* _Trecho do documento_
==============================
Em visita oficial à Polônia, Brandt foi levado ao Gueto de Varsóvia – onde os judeus ficaram confinados pelos nazistas de Adolf Hitler a partir de 1939. Ao chegar ao memorial, Brandt se ajoelhou de forma espontânea e natural. Não é preciso legenda para explicar a razão de a fotografia ter parado na capa dos principais jornais do mundo e estar hoje nos livros e história. A eloquência do pedido de desculpas pelo erro de seu país não necessitou de uma só palavra de discurso.

Brandt é um personagem de vida aventureira quase hollywoodiana. Socialista, fugiu da Alemanha quando os nazistas chegaram ao poder.  Ainda respondia pelo nome de Herbert Frahm. Voltou ao país clandestino para estudar, usando codinomes. Descoberto, fugiu para a Noruega, que também foi invadida pelas forças de Hitler. Ele foi para a Suécia – onde foi acolhido até o final do conflito e ganhou uma protetora cidadania. Jornalista, cobriu a Guerra Civil Espanhola, por onde passou também Ernest Hemingway.
==============================
* _Material de estudo_
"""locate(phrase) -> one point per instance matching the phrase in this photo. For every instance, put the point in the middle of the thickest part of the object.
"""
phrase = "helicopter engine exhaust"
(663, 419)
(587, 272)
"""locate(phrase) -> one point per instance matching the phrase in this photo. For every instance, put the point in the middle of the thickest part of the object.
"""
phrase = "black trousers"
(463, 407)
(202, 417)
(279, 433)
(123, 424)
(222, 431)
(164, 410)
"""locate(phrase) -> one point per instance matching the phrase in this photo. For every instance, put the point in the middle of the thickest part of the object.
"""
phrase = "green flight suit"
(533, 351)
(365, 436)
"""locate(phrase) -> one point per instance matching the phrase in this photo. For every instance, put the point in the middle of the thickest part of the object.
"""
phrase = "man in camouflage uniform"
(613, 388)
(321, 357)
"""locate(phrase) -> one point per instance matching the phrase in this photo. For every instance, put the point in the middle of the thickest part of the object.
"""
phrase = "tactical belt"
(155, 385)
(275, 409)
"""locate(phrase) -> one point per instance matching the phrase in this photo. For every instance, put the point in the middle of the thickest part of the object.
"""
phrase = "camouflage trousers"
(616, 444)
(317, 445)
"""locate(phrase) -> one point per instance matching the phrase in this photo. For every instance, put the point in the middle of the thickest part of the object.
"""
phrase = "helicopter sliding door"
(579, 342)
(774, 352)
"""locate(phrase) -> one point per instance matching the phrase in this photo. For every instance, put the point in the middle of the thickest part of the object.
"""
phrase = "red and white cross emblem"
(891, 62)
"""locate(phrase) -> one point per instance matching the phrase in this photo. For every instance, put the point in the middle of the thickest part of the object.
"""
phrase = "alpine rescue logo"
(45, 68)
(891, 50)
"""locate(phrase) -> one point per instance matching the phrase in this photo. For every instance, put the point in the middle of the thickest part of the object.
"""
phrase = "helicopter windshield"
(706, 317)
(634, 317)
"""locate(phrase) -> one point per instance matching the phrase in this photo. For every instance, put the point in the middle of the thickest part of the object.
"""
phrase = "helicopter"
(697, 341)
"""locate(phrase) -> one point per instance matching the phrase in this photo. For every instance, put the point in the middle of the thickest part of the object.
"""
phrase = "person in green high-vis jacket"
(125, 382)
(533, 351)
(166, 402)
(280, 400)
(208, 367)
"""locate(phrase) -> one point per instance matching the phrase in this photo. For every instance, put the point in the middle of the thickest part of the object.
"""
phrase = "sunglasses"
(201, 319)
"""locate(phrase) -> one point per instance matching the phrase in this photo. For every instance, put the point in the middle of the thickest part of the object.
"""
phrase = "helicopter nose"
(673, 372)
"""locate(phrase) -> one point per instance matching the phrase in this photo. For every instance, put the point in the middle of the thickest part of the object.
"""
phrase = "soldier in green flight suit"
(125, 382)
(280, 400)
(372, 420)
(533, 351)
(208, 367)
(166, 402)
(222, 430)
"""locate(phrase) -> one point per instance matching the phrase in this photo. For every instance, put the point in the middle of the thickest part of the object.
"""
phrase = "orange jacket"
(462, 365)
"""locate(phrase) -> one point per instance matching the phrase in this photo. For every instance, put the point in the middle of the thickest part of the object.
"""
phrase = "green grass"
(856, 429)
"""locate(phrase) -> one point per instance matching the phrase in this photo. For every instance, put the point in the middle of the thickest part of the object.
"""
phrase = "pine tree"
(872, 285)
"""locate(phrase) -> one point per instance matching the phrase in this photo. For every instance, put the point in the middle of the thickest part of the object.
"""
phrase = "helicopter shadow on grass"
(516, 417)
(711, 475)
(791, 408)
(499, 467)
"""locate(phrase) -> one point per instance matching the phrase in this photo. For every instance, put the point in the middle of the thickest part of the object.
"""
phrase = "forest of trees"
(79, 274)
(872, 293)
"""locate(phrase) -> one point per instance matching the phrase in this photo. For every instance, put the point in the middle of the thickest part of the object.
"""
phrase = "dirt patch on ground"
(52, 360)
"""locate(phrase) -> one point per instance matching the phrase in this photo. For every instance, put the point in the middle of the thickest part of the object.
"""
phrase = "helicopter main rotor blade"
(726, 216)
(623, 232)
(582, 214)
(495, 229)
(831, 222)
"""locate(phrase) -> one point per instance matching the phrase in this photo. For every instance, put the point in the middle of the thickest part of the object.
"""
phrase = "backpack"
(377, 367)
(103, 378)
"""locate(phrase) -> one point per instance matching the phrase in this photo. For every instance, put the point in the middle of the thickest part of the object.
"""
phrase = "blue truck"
==============================
* _Complete o seguinte_
A) Segundo o trecho sobre Brandt, por qual nome ele ainda respondia quando fugiu da Alemanha?
B) Prossiga o trecho sobre Brandt a partir da última frase apresentada.
Os registros não são necessários para fazer o que se pede.

* _Respostas por item_
A) Herbert Frahm.

B)
Em 1969, Brandt se tornou o quarto chanceler da Alemanha Ocidental, o primeiro de esquerda desde a Segunda Guerra Mundial. Fez gestos que hoje são lidos como o início da aproximação que permitiu a reunificação das duas Alemanhas, a Ocidental e a Oriental - surgidas pela disputa entre URSS e EUA como responsabilização por iniciar o conflito de 1939, e uma forma de enfraquecer o país diante de seus antigos inimigos. Ele estabeleceu diálogo com o União Soviética e manteve os laços com os países democráticos liderados pelos norte-americanos.

Foi o fato de se ajoelhar no memorial do Gueto de Varsóvia que marcou toda sua vida política. E permitiu à Alemanha enfrentar todo o passado de atrocidades cometidas durante a ditadura de Hitler contra judeus e outros povos, para se reconciliar com o futuro. Brandt também foi o primeiro chefe de governo alemão a visitar oficialmente Israel. Um legado de pacificação ao reconhecer o erro, gesto que o colocou no panteão dos grandes homens do século XX. Brandt ganhou o prêmio Nobel da Paz em 1971.

Após 50 anos, entretanto, pouco se evoluiu na arena pública para admitir erros, equívocos, limitações ou falhas humanas pelos políticos. A máxima herdada dos reis absolutistas que alegavam ser infalíveis representantes divinos ainda mantém lastro em pleno século XXI.

Nos tempos atuais, não faltam fatos para ensejar contrições a governantes. Seja na Europa, onde a falta de preparação para cuidar de pessoas internadas pela covid-19 permitiu a morte de milhares, seja na China que não alertou o mundo sobre a gravidade do vírus no seu início, seja no negacionismo de Donald Trump nos Estados Unidos, seja na atitude do presidente Jair Bolsonaro no Brasil, que evita unir governadores e prefeitos na mesma luta contra o vírus.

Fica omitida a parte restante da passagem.